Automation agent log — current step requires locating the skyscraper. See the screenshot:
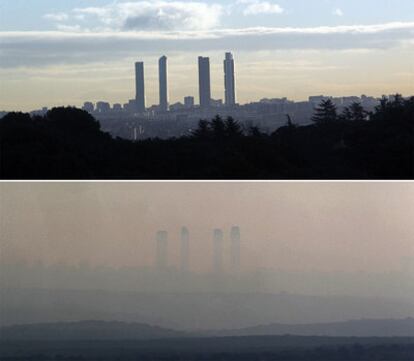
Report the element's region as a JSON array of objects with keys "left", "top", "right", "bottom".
[
  {"left": 155, "top": 230, "right": 168, "bottom": 270},
  {"left": 135, "top": 62, "right": 146, "bottom": 113},
  {"left": 224, "top": 52, "right": 236, "bottom": 106},
  {"left": 230, "top": 226, "right": 241, "bottom": 272},
  {"left": 159, "top": 56, "right": 169, "bottom": 112},
  {"left": 213, "top": 229, "right": 223, "bottom": 273},
  {"left": 198, "top": 56, "right": 211, "bottom": 109},
  {"left": 180, "top": 227, "right": 190, "bottom": 272}
]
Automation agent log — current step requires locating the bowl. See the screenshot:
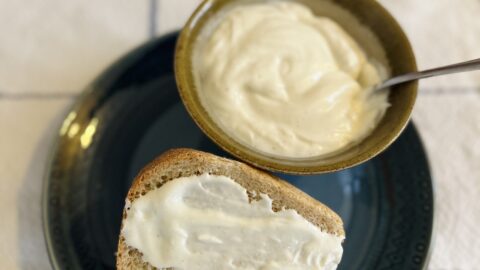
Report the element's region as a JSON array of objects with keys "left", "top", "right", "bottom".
[{"left": 175, "top": 0, "right": 417, "bottom": 174}]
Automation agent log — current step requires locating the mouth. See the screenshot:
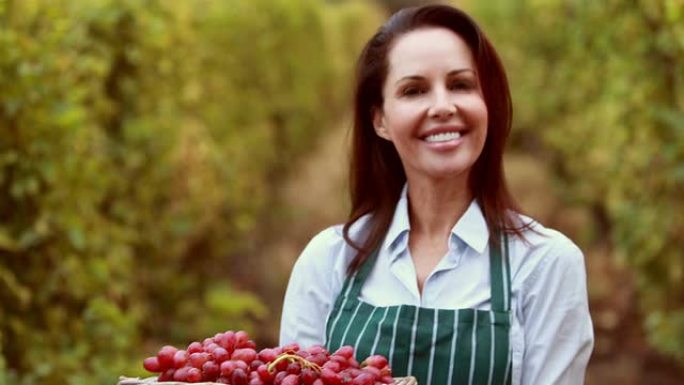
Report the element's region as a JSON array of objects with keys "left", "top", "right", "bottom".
[
  {"left": 423, "top": 131, "right": 462, "bottom": 143},
  {"left": 421, "top": 128, "right": 468, "bottom": 143}
]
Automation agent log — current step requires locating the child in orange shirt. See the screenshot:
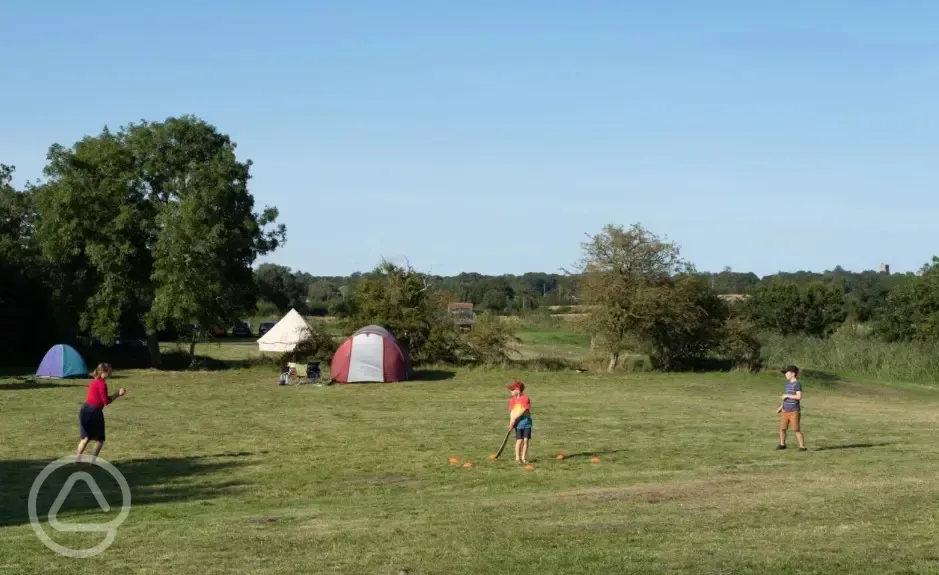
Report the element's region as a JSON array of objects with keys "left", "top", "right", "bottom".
[{"left": 507, "top": 380, "right": 533, "bottom": 464}]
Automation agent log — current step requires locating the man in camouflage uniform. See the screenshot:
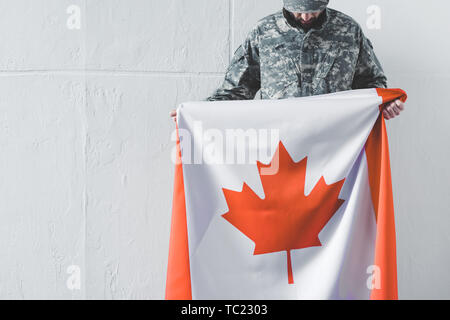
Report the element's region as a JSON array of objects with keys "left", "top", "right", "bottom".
[{"left": 204, "top": 0, "right": 405, "bottom": 120}]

__WHAT THE EXERCISE ASKS__
The listing above must be given again exactly, minus its pictures.

__ANSWER TO THIS PROBLEM__
Automation agent log — current step requires locating the skyscraper. See the screenshot:
Report the element's region as a JSON array of objects with keys "left", "top", "right", "bottom".
[
  {"left": 155, "top": 230, "right": 168, "bottom": 270},
  {"left": 135, "top": 62, "right": 146, "bottom": 113},
  {"left": 224, "top": 52, "right": 236, "bottom": 106},
  {"left": 230, "top": 226, "right": 241, "bottom": 272},
  {"left": 159, "top": 56, "right": 169, "bottom": 112},
  {"left": 213, "top": 229, "right": 223, "bottom": 273},
  {"left": 198, "top": 56, "right": 211, "bottom": 109},
  {"left": 180, "top": 227, "right": 190, "bottom": 272}
]
Automation agent log — current step requires locating the bowl. See the screenshot:
Report the element's region as a JSON array of objects with keys "left", "top", "right", "bottom".
[{"left": 175, "top": 0, "right": 417, "bottom": 174}]
Automation agent log — current step requires locating the mouth. See the screenshot:
Report the element's region as a JSON array of objects with keys "left", "top", "right", "bottom".
[
  {"left": 423, "top": 131, "right": 462, "bottom": 143},
  {"left": 421, "top": 128, "right": 468, "bottom": 143}
]
Automation agent log — current step requires locating the child in orange shirt. See the screenshot:
Report the element's region as a JSON array of objects with keys "left", "top", "right", "bottom".
[{"left": 507, "top": 380, "right": 533, "bottom": 464}]
Automation agent log — current step requires locating the man in camouflage uniform. See the screenshot:
Report the element's region as a JSON array of objects with keys "left", "top", "right", "bottom".
[{"left": 204, "top": 0, "right": 405, "bottom": 120}]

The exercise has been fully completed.